___ DATA SUPPLIED ___
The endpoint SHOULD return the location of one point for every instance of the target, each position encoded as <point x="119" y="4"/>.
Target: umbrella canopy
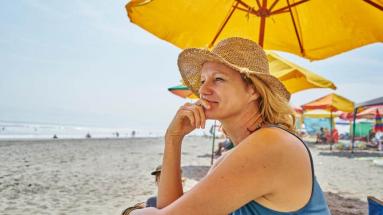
<point x="331" y="102"/>
<point x="310" y="28"/>
<point x="182" y="91"/>
<point x="370" y="113"/>
<point x="294" y="77"/>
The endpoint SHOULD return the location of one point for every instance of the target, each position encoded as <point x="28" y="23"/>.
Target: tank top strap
<point x="303" y="142"/>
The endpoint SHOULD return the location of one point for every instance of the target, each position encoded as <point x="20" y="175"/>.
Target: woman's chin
<point x="211" y="115"/>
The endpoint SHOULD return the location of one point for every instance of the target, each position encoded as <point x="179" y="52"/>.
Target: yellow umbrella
<point x="313" y="29"/>
<point x="294" y="77"/>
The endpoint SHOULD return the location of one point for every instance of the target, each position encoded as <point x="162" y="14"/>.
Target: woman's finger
<point x="202" y="115"/>
<point x="205" y="104"/>
<point x="196" y="114"/>
<point x="186" y="111"/>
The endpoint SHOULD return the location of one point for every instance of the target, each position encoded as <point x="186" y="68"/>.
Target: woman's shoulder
<point x="269" y="136"/>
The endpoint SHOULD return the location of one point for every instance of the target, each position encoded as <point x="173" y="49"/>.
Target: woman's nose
<point x="205" y="88"/>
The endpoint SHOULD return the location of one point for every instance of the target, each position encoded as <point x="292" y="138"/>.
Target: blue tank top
<point x="316" y="205"/>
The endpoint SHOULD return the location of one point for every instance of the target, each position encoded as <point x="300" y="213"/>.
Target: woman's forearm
<point x="170" y="186"/>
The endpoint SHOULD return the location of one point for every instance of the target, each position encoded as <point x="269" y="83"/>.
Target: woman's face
<point x="225" y="91"/>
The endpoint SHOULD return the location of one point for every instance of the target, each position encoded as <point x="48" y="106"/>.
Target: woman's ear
<point x="254" y="95"/>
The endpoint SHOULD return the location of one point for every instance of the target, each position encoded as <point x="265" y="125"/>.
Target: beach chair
<point x="375" y="206"/>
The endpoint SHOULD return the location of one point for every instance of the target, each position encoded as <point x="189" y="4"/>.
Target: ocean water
<point x="27" y="130"/>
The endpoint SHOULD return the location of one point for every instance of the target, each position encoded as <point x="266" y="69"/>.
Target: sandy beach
<point x="104" y="176"/>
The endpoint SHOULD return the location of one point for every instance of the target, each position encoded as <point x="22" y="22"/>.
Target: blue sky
<point x="83" y="62"/>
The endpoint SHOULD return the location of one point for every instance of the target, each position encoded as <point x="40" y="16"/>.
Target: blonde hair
<point x="274" y="109"/>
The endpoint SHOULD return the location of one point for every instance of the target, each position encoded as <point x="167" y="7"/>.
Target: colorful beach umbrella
<point x="370" y="112"/>
<point x="331" y="103"/>
<point x="313" y="29"/>
<point x="378" y="122"/>
<point x="294" y="77"/>
<point x="183" y="92"/>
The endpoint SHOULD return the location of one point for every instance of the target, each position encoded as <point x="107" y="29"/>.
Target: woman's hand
<point x="188" y="117"/>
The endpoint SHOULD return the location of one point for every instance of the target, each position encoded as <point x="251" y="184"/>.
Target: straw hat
<point x="242" y="55"/>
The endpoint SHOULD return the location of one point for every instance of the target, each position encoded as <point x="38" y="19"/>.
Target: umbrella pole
<point x="353" y="130"/>
<point x="212" y="147"/>
<point x="331" y="125"/>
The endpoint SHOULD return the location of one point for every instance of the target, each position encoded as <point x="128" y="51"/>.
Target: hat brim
<point x="190" y="62"/>
<point x="155" y="172"/>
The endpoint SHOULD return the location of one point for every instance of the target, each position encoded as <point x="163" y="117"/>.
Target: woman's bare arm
<point x="247" y="173"/>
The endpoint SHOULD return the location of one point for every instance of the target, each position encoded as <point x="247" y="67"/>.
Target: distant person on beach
<point x="224" y="146"/>
<point x="327" y="135"/>
<point x="335" y="135"/>
<point x="270" y="169"/>
<point x="321" y="137"/>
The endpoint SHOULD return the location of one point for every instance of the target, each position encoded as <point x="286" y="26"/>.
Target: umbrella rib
<point x="224" y="24"/>
<point x="258" y="3"/>
<point x="285" y="9"/>
<point x="295" y="29"/>
<point x="374" y="4"/>
<point x="273" y="5"/>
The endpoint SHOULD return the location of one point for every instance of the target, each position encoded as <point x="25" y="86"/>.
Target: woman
<point x="269" y="171"/>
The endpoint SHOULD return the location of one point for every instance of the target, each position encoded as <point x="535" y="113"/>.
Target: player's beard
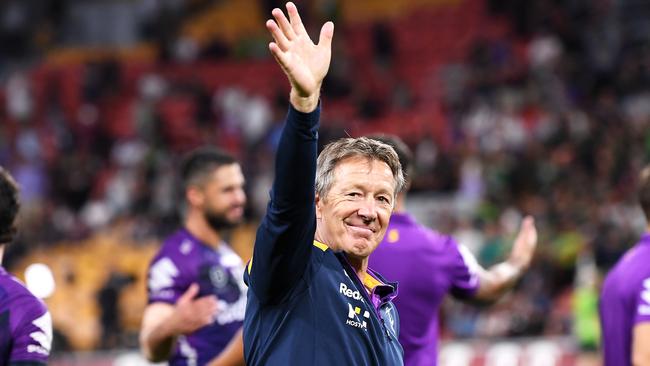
<point x="219" y="221"/>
___
WHAT TO WORK ON → Quote the records above exactly, leaving out any pictures.

RESULT OF THE EXERCISE →
The endpoint SHOULD return the location of one point for every instance of the target, each position encoded as <point x="119" y="4"/>.
Target: umbrella canopy
<point x="331" y="102"/>
<point x="310" y="28"/>
<point x="182" y="91"/>
<point x="370" y="113"/>
<point x="294" y="77"/>
The endpoint SHOULD return the location of one point for every instance of the target, each position encoded as <point x="28" y="23"/>.
Target: tank top strap
<point x="303" y="142"/>
The endpoint SHOULD return the location of one point for every instance of the target, each position encoded as <point x="20" y="175"/>.
Target: woman's chin
<point x="211" y="115"/>
The endpoint SHOULD return the location of one point for every instance of the target, each position encoded as <point x="179" y="52"/>.
Target: yellow umbrella
<point x="313" y="29"/>
<point x="294" y="77"/>
The endpoint SHOULD return the location of one point for every instance of the target, each position encoded as <point x="162" y="14"/>.
Target: woman's finger
<point x="202" y="115"/>
<point x="205" y="104"/>
<point x="196" y="114"/>
<point x="186" y="111"/>
The endpoint SHOULD return the location of one point for every instance of the target, each position encoded as <point x="186" y="68"/>.
Target: woman's shoulder
<point x="269" y="136"/>
The endpoint SHOULD return the location of one point for every instance of the target, each position encoded as <point x="173" y="49"/>.
Target: woman's nose
<point x="205" y="88"/>
The endpoint SHOULD return the location of one point for every instance of the target, each position encoded as <point x="292" y="138"/>.
Target: blue tank top
<point x="316" y="205"/>
The endpoint SHOULD return the location of one point for every instance of the target, each position encoded as <point x="300" y="213"/>.
Target: woman's forearm
<point x="170" y="186"/>
The endpoint SHOULD return the location of one point for every instance of the target, each position encoded as <point x="269" y="83"/>.
Target: woman's face
<point x="225" y="91"/>
The endpoint SHOULD return the location of one point for every instance of the target, each position encoded as <point x="48" y="106"/>.
Target: woman's ear
<point x="254" y="95"/>
The endpoint SHOULD return the location of one point for every instance of the target, each position encoded as <point x="265" y="125"/>.
Target: beach chair
<point x="375" y="206"/>
The endpoint SHOULD return the location of one point for every instance of the target, each position encoded as <point x="189" y="4"/>.
Target: ocean water
<point x="27" y="130"/>
The endpoint SHOULD return the location of one point for every instance of the target, each position encoded as <point x="266" y="69"/>.
Target: sandy beach
<point x="104" y="176"/>
The endpoint SHOULD return the location of one point for every instance of the target, each position encoded as <point x="22" y="22"/>.
Target: blue sky
<point x="83" y="62"/>
The endpoint SHOULD return the location of one point for every instance of the target, each position encoded as <point x="40" y="16"/>.
Target: blonde hair
<point x="274" y="109"/>
The endpoint SHOULD return the location of one point for every instance of the target, each position encoded as <point x="167" y="7"/>.
Target: colorful beach umbrella
<point x="370" y="112"/>
<point x="331" y="103"/>
<point x="313" y="29"/>
<point x="378" y="122"/>
<point x="294" y="77"/>
<point x="183" y="92"/>
The endpoint SHOULD return the location of one point for every instance of the target, each position encoded as <point x="107" y="29"/>.
Target: woman's hand
<point x="188" y="117"/>
The endpoint SHOULD return the location of one point for every instance of the target, each position encoded as <point x="251" y="184"/>.
Target: straw hat
<point x="242" y="55"/>
The endpoint SHOULD return the location of one point for every instance of the target, each position encoded as <point x="38" y="19"/>.
Target: umbrella pole
<point x="353" y="130"/>
<point x="212" y="147"/>
<point x="331" y="125"/>
The endpoint SHOULD return the location of one point for every instance of the target, each position encoded as <point x="128" y="51"/>.
Target: hat brim
<point x="190" y="62"/>
<point x="155" y="172"/>
The endpoint SHOULD return the location of one point for every instance of the target, each position encoded as <point x="163" y="117"/>.
Target: woman's bare arm
<point x="247" y="173"/>
The endpoint SHOULD return the location of one point for every instance of the target, each position encoded as <point x="247" y="67"/>.
Target: distant person on beach
<point x="224" y="146"/>
<point x="327" y="135"/>
<point x="335" y="135"/>
<point x="270" y="169"/>
<point x="321" y="137"/>
The endpoint SHOULD return the location of one point for every instance of the target, each position encoded as <point x="286" y="26"/>.
Target: umbrella rib
<point x="224" y="24"/>
<point x="258" y="3"/>
<point x="285" y="9"/>
<point x="295" y="29"/>
<point x="374" y="4"/>
<point x="273" y="5"/>
The endpoint SHOULD return the location of one point for every instance of the target, each position encoded as <point x="25" y="86"/>.
Target: woman
<point x="269" y="171"/>
The endpoint SHOULD return the location of one point for every instance of the target, each position encoded as <point x="535" y="113"/>.
Target: player's beard
<point x="219" y="221"/>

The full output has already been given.